## [YOUR INSTRUCTIONS]
This exercise asks for the records to be retyped exactly as they read.

## [THE RECORDS]
-*-
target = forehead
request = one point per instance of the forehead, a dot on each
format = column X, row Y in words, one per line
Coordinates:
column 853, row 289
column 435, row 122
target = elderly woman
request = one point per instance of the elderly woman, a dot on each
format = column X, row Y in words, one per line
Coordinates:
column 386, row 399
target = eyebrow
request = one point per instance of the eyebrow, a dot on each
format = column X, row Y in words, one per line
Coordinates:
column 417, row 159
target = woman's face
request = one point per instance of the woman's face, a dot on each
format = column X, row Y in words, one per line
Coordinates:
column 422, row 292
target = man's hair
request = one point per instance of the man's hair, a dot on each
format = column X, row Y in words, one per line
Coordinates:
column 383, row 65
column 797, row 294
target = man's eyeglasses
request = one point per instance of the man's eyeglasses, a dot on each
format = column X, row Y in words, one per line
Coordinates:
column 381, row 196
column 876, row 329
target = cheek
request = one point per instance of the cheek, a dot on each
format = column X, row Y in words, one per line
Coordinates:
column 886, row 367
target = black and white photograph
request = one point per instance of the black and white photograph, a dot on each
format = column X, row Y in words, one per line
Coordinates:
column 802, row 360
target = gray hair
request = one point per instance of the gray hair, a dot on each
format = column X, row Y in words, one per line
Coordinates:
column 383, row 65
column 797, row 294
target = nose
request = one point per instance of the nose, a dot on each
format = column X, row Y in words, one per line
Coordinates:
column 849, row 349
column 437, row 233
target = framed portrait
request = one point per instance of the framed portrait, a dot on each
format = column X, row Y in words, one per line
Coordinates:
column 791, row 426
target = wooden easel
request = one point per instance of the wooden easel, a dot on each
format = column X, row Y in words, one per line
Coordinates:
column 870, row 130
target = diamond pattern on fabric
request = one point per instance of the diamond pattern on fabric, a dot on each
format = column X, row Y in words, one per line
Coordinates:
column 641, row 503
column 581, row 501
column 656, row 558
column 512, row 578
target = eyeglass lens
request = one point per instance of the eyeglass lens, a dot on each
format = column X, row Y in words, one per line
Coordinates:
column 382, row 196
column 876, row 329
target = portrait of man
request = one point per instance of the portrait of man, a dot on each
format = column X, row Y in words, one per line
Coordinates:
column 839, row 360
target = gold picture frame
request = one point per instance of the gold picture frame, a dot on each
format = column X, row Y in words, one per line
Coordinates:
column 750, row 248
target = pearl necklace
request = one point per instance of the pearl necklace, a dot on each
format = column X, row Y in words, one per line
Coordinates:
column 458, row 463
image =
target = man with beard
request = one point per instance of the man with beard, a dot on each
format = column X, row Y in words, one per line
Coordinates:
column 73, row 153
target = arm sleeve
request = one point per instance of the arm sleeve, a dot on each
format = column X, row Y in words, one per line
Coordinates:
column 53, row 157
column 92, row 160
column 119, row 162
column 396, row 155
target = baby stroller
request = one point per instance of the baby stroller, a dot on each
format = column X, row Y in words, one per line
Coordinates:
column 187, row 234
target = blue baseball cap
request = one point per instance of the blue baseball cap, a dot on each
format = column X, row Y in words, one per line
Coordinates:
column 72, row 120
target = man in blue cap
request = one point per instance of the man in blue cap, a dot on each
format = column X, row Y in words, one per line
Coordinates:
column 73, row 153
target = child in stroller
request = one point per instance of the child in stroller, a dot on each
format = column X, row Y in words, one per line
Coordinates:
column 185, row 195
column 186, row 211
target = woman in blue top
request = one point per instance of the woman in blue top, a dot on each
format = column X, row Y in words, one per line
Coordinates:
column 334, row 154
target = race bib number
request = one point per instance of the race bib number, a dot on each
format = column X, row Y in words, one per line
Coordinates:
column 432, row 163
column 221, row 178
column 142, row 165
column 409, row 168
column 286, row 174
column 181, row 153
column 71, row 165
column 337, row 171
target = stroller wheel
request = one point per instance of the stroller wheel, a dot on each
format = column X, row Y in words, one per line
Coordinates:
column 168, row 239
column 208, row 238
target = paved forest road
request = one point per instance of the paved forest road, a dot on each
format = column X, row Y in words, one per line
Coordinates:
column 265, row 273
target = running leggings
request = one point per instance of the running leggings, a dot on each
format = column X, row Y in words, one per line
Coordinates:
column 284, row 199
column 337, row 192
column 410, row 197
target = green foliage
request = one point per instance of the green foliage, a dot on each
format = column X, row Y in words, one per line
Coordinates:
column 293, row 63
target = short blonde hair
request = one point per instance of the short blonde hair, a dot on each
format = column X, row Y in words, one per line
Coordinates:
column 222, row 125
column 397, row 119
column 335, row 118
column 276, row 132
-*-
## [ANSWER TO THIS EXERCISE]
target = forehead
request = one point per instance of the forehead, a dot on each
format = column X, row Y in words, one per line
Coordinates:
column 853, row 289
column 435, row 122
target = elderly woman
request = one point per instance of the elderly woman, a dot on each
format = column X, row Y in words, one per line
Coordinates:
column 386, row 399
target = eyebrow
request = one point per instance of the eyebrow, a dot on each
format = column X, row Y in words, one per line
Coordinates:
column 417, row 159
target = woman's face
request = one point per instance of the woman's face, a dot on each
format = column X, row Y in words, one per line
Coordinates:
column 422, row 292
target = man's hair
request = one point per instance of the man's hair, a dot on each
format = column X, row Y in words, one per line
Coordinates:
column 383, row 65
column 797, row 294
target = man's eyeglasses
request = one point per instance of the man's eyeglasses, a dot on each
format = column X, row Y in words, one per line
Coordinates:
column 381, row 196
column 876, row 329
target = cheek
request = one point per instance of the cheek, a dot on each
format = column X, row Y in words, one per line
Coordinates:
column 886, row 367
target = black and white photograph
request = one point per instance of the black and white photograph, a dot on each
format = column X, row Y in words, one per line
Coordinates:
column 802, row 360
target = gray hair
request = one point per instance of the gray hair, a dot on each
format = column X, row Y in words, one per line
Coordinates:
column 383, row 65
column 797, row 294
target = nose
request = one point per instance of the nose, a dot on each
format = column X, row Y in words, one per line
Coordinates:
column 849, row 349
column 437, row 233
target = framed portrait
request = one point per instance of the framed portrait, a dot on each
format = column X, row Y in words, one per line
Coordinates:
column 791, row 426
target = wooden easel
request = one point per instance of the wooden easel, a dot on each
format = column X, row Y in words, one per line
Coordinates:
column 870, row 130
target = diamond pattern on fabric
request = one point per instance of the diamond pattern on fabric, a dot on each
format = column X, row Y in words, one per line
Coordinates:
column 641, row 503
column 581, row 501
column 656, row 558
column 512, row 578
target = eyeglass lens
request = one point per instance of the eyeglass lens, a dot on each
format = column X, row Y in words, one per line
Coordinates:
column 382, row 196
column 876, row 329
target = portrait of man
request = one point per instance of the portrait of man, a dot on each
format = column X, row Y in words, one per line
Coordinates:
column 839, row 360
target = gold picture frame
request = one point per instance of the gold picture frame, a dot on each
format = column X, row Y in words, one per line
Coordinates:
column 750, row 248
target = pearl necklace
request = one point per instance of the pearl necklace, a dot on each
format = column X, row Y in words, one per line
Coordinates:
column 458, row 463
image =
target = man with beard
request = one point per instance of the man with beard, a dot on each
format = column X, row Y in words, one per line
Coordinates:
column 73, row 153
target = arm sleeve
request = one point per instance of the arm sleeve, a dot on each
format = column X, row Y in words, one per line
Coordinates:
column 53, row 157
column 92, row 160
column 119, row 162
column 396, row 155
target = baby stroller
request = one point per instance of the baby stroller, a dot on each
format = column X, row Y in words, one per line
Coordinates:
column 187, row 234
target = blue baseball cap
request = one point per instance of the blue baseball cap, a dot on each
format = column X, row Y in words, one per line
Coordinates:
column 72, row 120
target = man in blue cap
request = one point per instance of the man in blue cap, a dot on each
format = column X, row Y in words, one per line
Coordinates:
column 73, row 153
target = child in stroller
request = one point per instance of the child in stroller, a dot on each
format = column X, row Y in words, one per line
Coordinates:
column 185, row 195
column 186, row 211
target = woman in blue top
request = one point per instance of the woman in blue top, a dot on each
format = column X, row Y in words, one per line
Coordinates:
column 334, row 154
target = race bib number
request = one point per instance of the race bib number, a dot on each
format = column X, row Y in words, one per line
Coordinates:
column 432, row 163
column 221, row 178
column 142, row 165
column 409, row 168
column 286, row 174
column 181, row 153
column 71, row 165
column 337, row 171
target = stroller wheel
request = one point per instance of the stroller wheel, a dot on each
format = column X, row Y in words, one per line
Coordinates:
column 168, row 239
column 208, row 238
target = paved forest road
request = one point per instance of the paved forest road, a dot on each
format = column X, row Y in words, one per line
Coordinates:
column 265, row 273
target = running leggings
request = one point per instance of the running leggings, a dot on each
format = column X, row Y in words, one per line
Coordinates:
column 284, row 199
column 337, row 192
column 410, row 197
target = green foliage
request = one point per instance of the green foliage, a dot on each
format = column X, row Y in words, one per line
Coordinates:
column 293, row 63
target = short blonde hair
request = one point per instance of the short blonde hair, a dot on each
format = column X, row Y in words, one per line
Coordinates:
column 222, row 125
column 397, row 119
column 335, row 118
column 276, row 132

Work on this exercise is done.